▸ Brief
Copy the entries below word for word, line by line, and leave out the pictures.

▸ Data excerpts
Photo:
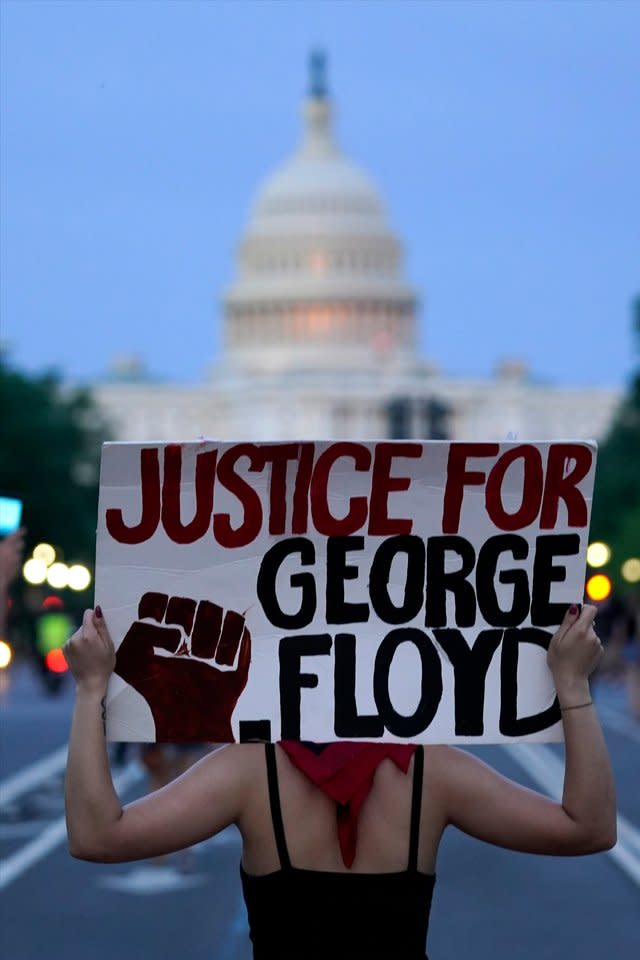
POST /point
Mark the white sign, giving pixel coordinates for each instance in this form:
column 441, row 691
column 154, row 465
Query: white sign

▸ Finished exercise
Photo:
POST /point
Mark the white sign, giving pixel coordinates for each instance in this form:
column 441, row 691
column 154, row 465
Query: white sign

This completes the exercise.